▶ **ABOUT THIS TASK**
Check each line of the entries for the string "grey". Report only how many lines have it.

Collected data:
◆ ◆ ◆
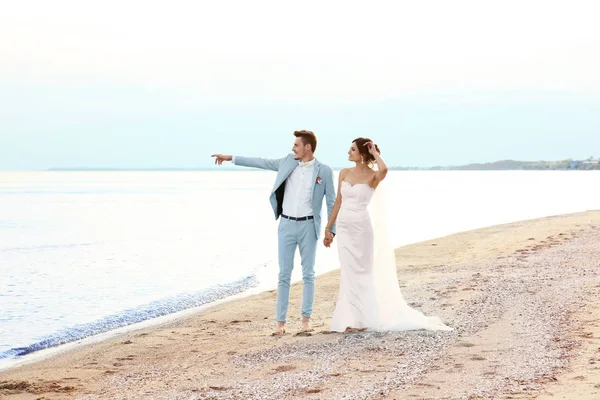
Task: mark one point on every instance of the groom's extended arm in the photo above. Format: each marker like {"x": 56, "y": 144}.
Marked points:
{"x": 256, "y": 162}
{"x": 330, "y": 198}
{"x": 252, "y": 162}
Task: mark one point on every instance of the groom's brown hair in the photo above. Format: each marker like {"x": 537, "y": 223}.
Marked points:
{"x": 308, "y": 137}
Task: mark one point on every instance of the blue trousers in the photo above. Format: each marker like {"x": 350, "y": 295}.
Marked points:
{"x": 293, "y": 234}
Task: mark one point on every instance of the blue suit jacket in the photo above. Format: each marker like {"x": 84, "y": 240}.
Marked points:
{"x": 284, "y": 167}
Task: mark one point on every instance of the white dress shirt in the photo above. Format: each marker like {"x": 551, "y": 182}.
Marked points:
{"x": 297, "y": 201}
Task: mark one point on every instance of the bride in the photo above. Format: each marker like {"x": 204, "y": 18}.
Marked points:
{"x": 369, "y": 296}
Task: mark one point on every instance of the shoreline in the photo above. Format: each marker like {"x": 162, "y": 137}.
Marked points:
{"x": 42, "y": 354}
{"x": 219, "y": 349}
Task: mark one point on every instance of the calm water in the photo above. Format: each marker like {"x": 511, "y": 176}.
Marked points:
{"x": 86, "y": 252}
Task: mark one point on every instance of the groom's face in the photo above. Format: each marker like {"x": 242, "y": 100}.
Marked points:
{"x": 299, "y": 149}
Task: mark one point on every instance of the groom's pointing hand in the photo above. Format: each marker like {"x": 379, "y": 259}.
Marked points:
{"x": 219, "y": 158}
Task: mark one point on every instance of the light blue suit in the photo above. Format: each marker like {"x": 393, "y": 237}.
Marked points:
{"x": 293, "y": 234}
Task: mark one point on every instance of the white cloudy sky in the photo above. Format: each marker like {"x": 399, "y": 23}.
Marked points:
{"x": 332, "y": 50}
{"x": 192, "y": 54}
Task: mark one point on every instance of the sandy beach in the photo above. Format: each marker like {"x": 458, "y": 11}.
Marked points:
{"x": 522, "y": 299}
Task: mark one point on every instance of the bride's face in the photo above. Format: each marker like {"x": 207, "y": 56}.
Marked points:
{"x": 353, "y": 153}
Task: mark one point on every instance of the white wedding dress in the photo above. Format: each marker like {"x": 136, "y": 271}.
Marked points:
{"x": 369, "y": 295}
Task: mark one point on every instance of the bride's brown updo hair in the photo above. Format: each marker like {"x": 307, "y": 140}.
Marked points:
{"x": 364, "y": 150}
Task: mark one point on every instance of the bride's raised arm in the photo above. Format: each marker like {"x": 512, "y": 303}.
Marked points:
{"x": 337, "y": 204}
{"x": 382, "y": 168}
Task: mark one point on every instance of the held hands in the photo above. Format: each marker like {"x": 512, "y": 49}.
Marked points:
{"x": 328, "y": 239}
{"x": 219, "y": 158}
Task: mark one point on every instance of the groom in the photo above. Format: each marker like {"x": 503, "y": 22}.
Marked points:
{"x": 297, "y": 196}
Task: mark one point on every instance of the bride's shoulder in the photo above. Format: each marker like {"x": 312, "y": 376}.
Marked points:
{"x": 345, "y": 171}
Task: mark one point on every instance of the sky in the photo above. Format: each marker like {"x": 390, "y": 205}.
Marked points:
{"x": 131, "y": 84}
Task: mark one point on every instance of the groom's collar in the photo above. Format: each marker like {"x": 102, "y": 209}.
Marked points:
{"x": 308, "y": 163}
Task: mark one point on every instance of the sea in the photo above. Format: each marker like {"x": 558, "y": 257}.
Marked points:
{"x": 84, "y": 253}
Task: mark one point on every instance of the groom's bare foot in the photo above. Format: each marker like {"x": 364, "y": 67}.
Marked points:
{"x": 353, "y": 330}
{"x": 279, "y": 329}
{"x": 306, "y": 325}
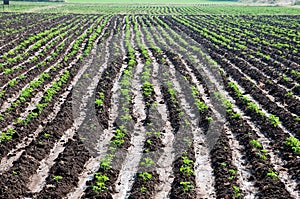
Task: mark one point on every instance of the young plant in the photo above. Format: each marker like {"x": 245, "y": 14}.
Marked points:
{"x": 57, "y": 178}
{"x": 100, "y": 183}
{"x": 186, "y": 186}
{"x": 256, "y": 144}
{"x": 294, "y": 143}
{"x": 236, "y": 192}
{"x": 272, "y": 174}
{"x": 145, "y": 175}
{"x": 147, "y": 162}
{"x": 148, "y": 89}
{"x": 274, "y": 120}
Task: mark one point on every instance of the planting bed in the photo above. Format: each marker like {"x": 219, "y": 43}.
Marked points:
{"x": 149, "y": 106}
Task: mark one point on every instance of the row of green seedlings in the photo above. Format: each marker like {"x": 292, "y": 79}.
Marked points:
{"x": 257, "y": 148}
{"x": 292, "y": 95}
{"x": 57, "y": 34}
{"x": 242, "y": 46}
{"x": 269, "y": 30}
{"x": 187, "y": 167}
{"x": 40, "y": 39}
{"x": 46, "y": 99}
{"x": 13, "y": 82}
{"x": 18, "y": 24}
{"x": 55, "y": 88}
{"x": 292, "y": 72}
{"x": 153, "y": 135}
{"x": 202, "y": 107}
{"x": 102, "y": 179}
{"x": 175, "y": 36}
{"x": 290, "y": 141}
{"x": 28, "y": 92}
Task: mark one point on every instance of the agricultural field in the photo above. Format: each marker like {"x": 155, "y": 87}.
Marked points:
{"x": 179, "y": 102}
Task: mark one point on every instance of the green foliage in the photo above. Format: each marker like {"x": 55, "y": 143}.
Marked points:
{"x": 294, "y": 143}
{"x": 236, "y": 191}
{"x": 274, "y": 120}
{"x": 100, "y": 185}
{"x": 148, "y": 89}
{"x": 272, "y": 174}
{"x": 256, "y": 144}
{"x": 145, "y": 175}
{"x": 147, "y": 162}
{"x": 186, "y": 186}
{"x": 57, "y": 178}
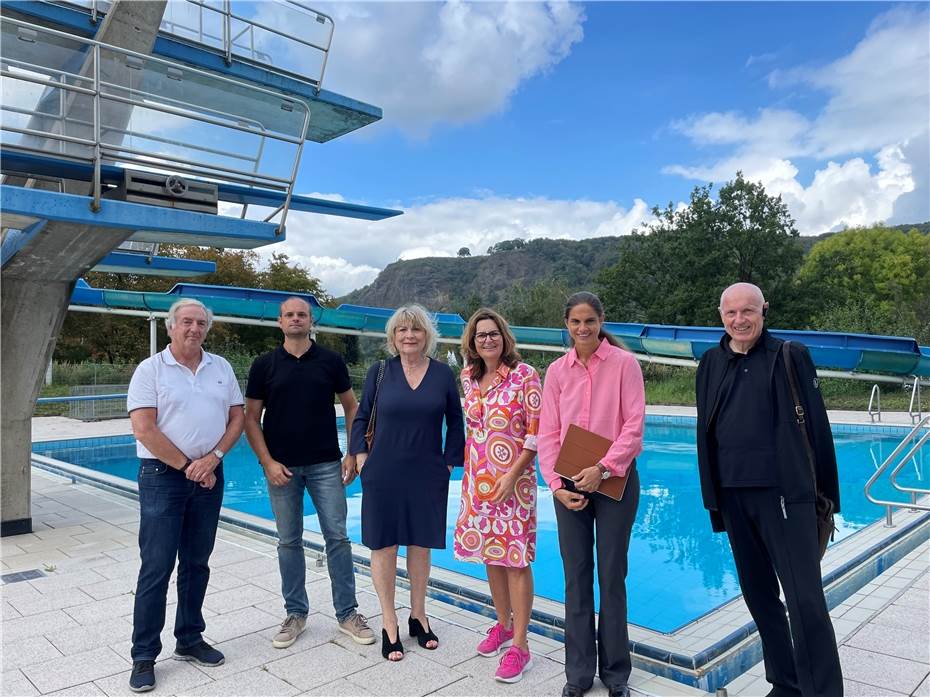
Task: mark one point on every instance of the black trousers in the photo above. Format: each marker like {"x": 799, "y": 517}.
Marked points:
{"x": 772, "y": 544}
{"x": 603, "y": 525}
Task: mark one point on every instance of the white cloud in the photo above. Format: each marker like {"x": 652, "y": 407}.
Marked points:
{"x": 454, "y": 62}
{"x": 347, "y": 254}
{"x": 878, "y": 105}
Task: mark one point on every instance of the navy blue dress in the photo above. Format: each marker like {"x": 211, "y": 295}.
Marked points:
{"x": 405, "y": 481}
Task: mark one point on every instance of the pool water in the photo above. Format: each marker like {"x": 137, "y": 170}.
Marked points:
{"x": 678, "y": 569}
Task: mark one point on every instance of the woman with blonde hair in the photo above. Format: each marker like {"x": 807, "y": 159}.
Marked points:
{"x": 405, "y": 472}
{"x": 496, "y": 525}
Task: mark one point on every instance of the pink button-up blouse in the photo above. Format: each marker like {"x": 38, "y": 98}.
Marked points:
{"x": 607, "y": 397}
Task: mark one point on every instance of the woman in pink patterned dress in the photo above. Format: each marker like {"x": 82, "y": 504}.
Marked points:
{"x": 497, "y": 519}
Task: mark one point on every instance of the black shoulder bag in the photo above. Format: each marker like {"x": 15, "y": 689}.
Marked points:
{"x": 823, "y": 506}
{"x": 370, "y": 431}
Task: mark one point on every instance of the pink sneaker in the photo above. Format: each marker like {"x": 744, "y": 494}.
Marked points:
{"x": 497, "y": 637}
{"x": 514, "y": 663}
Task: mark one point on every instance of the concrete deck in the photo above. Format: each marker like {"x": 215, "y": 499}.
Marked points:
{"x": 67, "y": 630}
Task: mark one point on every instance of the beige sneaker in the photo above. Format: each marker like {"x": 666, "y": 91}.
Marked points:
{"x": 291, "y": 628}
{"x": 357, "y": 627}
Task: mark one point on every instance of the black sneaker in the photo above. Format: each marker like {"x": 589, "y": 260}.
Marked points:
{"x": 142, "y": 678}
{"x": 202, "y": 654}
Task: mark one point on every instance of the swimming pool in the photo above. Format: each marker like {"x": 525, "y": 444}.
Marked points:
{"x": 679, "y": 569}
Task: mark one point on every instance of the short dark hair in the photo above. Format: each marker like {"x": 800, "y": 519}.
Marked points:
{"x": 584, "y": 297}
{"x": 509, "y": 355}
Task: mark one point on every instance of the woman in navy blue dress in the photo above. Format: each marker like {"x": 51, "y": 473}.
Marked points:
{"x": 405, "y": 477}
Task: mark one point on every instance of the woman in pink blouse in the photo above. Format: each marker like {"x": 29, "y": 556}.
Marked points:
{"x": 497, "y": 519}
{"x": 598, "y": 386}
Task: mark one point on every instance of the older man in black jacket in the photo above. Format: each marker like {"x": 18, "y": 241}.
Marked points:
{"x": 756, "y": 483}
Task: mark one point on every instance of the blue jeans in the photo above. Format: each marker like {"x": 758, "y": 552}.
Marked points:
{"x": 323, "y": 481}
{"x": 178, "y": 521}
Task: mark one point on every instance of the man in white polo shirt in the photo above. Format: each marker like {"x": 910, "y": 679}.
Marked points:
{"x": 186, "y": 412}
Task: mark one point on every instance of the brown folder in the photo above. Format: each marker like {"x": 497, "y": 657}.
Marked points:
{"x": 582, "y": 449}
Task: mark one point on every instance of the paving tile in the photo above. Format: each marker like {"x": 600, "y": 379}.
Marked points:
{"x": 80, "y": 639}
{"x": 412, "y": 676}
{"x": 36, "y": 625}
{"x": 72, "y": 670}
{"x": 25, "y": 652}
{"x": 851, "y": 688}
{"x": 305, "y": 670}
{"x": 339, "y": 688}
{"x": 235, "y": 598}
{"x": 13, "y": 682}
{"x": 892, "y": 641}
{"x": 171, "y": 677}
{"x": 88, "y": 689}
{"x": 917, "y": 619}
{"x": 58, "y": 581}
{"x": 254, "y": 650}
{"x": 92, "y": 613}
{"x": 914, "y": 597}
{"x": 883, "y": 671}
{"x": 229, "y": 625}
{"x": 110, "y": 588}
{"x": 9, "y": 612}
{"x": 254, "y": 681}
{"x": 53, "y": 600}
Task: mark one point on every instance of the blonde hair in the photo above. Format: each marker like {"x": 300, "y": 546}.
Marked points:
{"x": 415, "y": 316}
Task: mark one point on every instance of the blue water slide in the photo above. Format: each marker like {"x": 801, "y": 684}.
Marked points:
{"x": 863, "y": 353}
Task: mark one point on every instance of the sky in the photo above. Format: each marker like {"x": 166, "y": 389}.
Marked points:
{"x": 569, "y": 120}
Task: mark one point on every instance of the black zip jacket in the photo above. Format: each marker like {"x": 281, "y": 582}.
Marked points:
{"x": 793, "y": 471}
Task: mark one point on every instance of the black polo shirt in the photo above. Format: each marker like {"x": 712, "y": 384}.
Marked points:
{"x": 744, "y": 428}
{"x": 300, "y": 419}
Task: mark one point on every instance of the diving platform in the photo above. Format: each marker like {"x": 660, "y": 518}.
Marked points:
{"x": 153, "y": 265}
{"x": 235, "y": 45}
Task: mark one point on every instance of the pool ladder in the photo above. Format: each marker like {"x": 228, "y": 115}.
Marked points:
{"x": 918, "y": 436}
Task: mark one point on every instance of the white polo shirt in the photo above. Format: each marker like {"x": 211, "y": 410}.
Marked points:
{"x": 192, "y": 408}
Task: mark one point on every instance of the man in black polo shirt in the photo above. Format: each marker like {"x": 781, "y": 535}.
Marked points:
{"x": 756, "y": 482}
{"x": 298, "y": 448}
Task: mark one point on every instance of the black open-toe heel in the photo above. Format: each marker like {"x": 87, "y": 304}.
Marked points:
{"x": 387, "y": 648}
{"x": 422, "y": 635}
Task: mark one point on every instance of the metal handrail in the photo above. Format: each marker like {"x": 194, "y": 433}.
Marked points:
{"x": 228, "y": 41}
{"x": 154, "y": 159}
{"x": 915, "y": 394}
{"x": 875, "y": 397}
{"x": 891, "y": 505}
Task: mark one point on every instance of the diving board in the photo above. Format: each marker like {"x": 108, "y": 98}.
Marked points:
{"x": 48, "y": 164}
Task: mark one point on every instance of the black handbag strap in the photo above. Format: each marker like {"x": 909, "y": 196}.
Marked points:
{"x": 374, "y": 402}
{"x": 799, "y": 410}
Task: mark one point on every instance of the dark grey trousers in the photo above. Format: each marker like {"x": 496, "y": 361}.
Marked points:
{"x": 603, "y": 525}
{"x": 771, "y": 545}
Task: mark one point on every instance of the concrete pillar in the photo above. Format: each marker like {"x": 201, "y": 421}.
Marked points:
{"x": 36, "y": 288}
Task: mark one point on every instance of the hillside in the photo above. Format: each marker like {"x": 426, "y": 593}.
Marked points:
{"x": 445, "y": 284}
{"x": 442, "y": 283}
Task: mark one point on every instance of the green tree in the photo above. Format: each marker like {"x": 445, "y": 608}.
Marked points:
{"x": 673, "y": 271}
{"x": 874, "y": 280}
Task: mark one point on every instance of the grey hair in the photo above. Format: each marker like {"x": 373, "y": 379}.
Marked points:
{"x": 183, "y": 302}
{"x": 417, "y": 317}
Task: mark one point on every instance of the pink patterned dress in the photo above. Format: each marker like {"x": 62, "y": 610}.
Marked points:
{"x": 500, "y": 425}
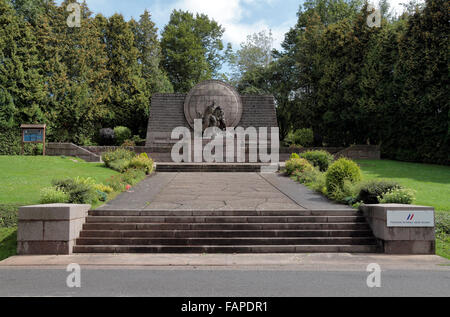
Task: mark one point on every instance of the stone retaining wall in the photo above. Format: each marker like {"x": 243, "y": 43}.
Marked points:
{"x": 50, "y": 229}
{"x": 70, "y": 149}
{"x": 163, "y": 153}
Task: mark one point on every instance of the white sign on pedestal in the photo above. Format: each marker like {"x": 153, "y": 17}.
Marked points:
{"x": 410, "y": 218}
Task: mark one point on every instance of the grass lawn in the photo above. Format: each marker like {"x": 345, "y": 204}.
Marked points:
{"x": 23, "y": 177}
{"x": 432, "y": 182}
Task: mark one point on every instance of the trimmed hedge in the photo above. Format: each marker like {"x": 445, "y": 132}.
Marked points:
{"x": 299, "y": 165}
{"x": 321, "y": 159}
{"x": 340, "y": 171}
{"x": 371, "y": 191}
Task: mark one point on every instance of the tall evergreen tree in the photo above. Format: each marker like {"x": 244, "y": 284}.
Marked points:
{"x": 129, "y": 99}
{"x": 20, "y": 80}
{"x": 191, "y": 48}
{"x": 146, "y": 41}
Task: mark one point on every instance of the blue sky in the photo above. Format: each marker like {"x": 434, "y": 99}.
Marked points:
{"x": 239, "y": 17}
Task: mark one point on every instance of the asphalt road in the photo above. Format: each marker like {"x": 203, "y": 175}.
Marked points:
{"x": 218, "y": 282}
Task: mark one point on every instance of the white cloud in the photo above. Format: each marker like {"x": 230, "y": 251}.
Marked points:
{"x": 395, "y": 5}
{"x": 231, "y": 14}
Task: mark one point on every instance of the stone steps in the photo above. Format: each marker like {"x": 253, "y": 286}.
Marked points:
{"x": 225, "y": 231}
{"x": 223, "y": 219}
{"x": 227, "y": 249}
{"x": 229, "y": 241}
{"x": 221, "y": 213}
{"x": 226, "y": 226}
{"x": 222, "y": 233}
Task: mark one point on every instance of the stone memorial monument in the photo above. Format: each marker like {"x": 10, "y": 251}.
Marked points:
{"x": 214, "y": 102}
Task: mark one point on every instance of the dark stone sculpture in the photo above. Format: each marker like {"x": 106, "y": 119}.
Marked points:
{"x": 214, "y": 116}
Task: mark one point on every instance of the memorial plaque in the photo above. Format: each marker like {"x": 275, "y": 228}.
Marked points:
{"x": 413, "y": 218}
{"x": 33, "y": 135}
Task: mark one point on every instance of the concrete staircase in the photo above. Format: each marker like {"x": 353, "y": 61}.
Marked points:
{"x": 291, "y": 231}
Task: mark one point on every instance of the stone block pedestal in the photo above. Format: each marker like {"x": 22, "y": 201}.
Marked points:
{"x": 50, "y": 229}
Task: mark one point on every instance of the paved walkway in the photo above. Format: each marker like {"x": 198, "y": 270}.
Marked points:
{"x": 300, "y": 262}
{"x": 220, "y": 191}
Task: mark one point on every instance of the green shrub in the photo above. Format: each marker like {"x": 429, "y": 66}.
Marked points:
{"x": 52, "y": 195}
{"x": 130, "y": 177}
{"x": 118, "y": 154}
{"x": 299, "y": 165}
{"x": 128, "y": 143}
{"x": 121, "y": 134}
{"x": 308, "y": 176}
{"x": 101, "y": 196}
{"x": 8, "y": 216}
{"x": 398, "y": 196}
{"x": 345, "y": 193}
{"x": 340, "y": 171}
{"x": 142, "y": 162}
{"x": 133, "y": 176}
{"x": 370, "y": 191}
{"x": 103, "y": 188}
{"x": 443, "y": 223}
{"x": 320, "y": 159}
{"x": 79, "y": 190}
{"x": 138, "y": 140}
{"x": 302, "y": 137}
{"x": 116, "y": 182}
{"x": 120, "y": 165}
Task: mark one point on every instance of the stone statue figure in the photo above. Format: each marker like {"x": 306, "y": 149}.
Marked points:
{"x": 214, "y": 116}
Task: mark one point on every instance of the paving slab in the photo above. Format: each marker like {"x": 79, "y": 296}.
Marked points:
{"x": 205, "y": 191}
{"x": 301, "y": 194}
{"x": 307, "y": 262}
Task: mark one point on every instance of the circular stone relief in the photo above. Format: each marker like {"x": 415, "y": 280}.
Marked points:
{"x": 207, "y": 92}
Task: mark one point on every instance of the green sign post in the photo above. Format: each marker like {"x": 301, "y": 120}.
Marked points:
{"x": 33, "y": 133}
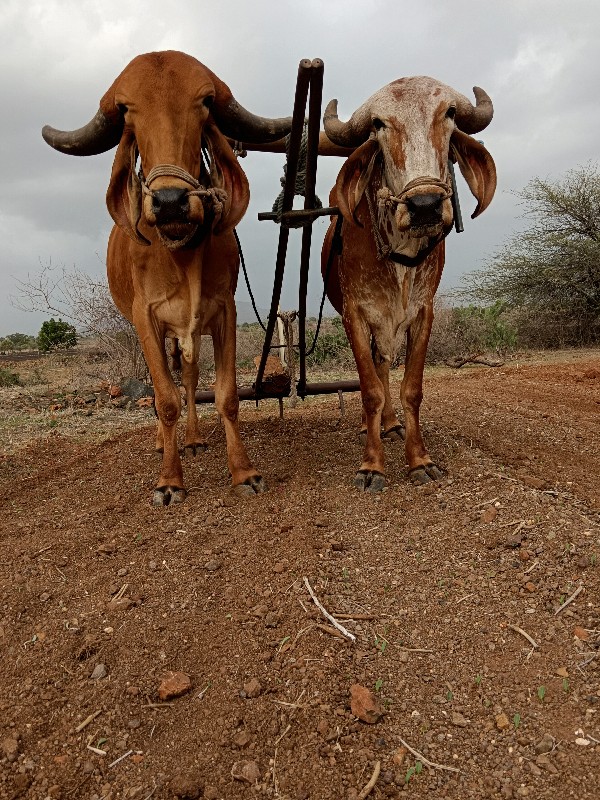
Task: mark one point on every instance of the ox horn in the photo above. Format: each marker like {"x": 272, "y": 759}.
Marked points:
{"x": 346, "y": 134}
{"x": 238, "y": 123}
{"x": 470, "y": 118}
{"x": 98, "y": 136}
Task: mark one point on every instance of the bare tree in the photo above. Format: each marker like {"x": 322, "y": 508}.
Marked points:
{"x": 86, "y": 302}
{"x": 551, "y": 271}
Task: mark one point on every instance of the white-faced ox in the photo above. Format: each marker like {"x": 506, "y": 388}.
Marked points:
{"x": 175, "y": 194}
{"x": 394, "y": 193}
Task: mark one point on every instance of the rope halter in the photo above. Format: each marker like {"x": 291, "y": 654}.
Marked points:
{"x": 386, "y": 198}
{"x": 213, "y": 197}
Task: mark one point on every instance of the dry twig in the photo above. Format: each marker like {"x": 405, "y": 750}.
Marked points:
{"x": 366, "y": 790}
{"x": 569, "y": 600}
{"x": 516, "y": 628}
{"x": 120, "y": 758}
{"x": 426, "y": 761}
{"x": 326, "y": 613}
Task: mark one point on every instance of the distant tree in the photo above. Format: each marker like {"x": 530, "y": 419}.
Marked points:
{"x": 56, "y": 334}
{"x": 551, "y": 271}
{"x": 17, "y": 341}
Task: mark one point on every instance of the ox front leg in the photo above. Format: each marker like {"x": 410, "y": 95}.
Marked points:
{"x": 244, "y": 477}
{"x": 393, "y": 429}
{"x": 421, "y": 468}
{"x": 371, "y": 475}
{"x": 167, "y": 401}
{"x": 194, "y": 442}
◆ ◆ ◆
▶ **TASK ANSWER**
2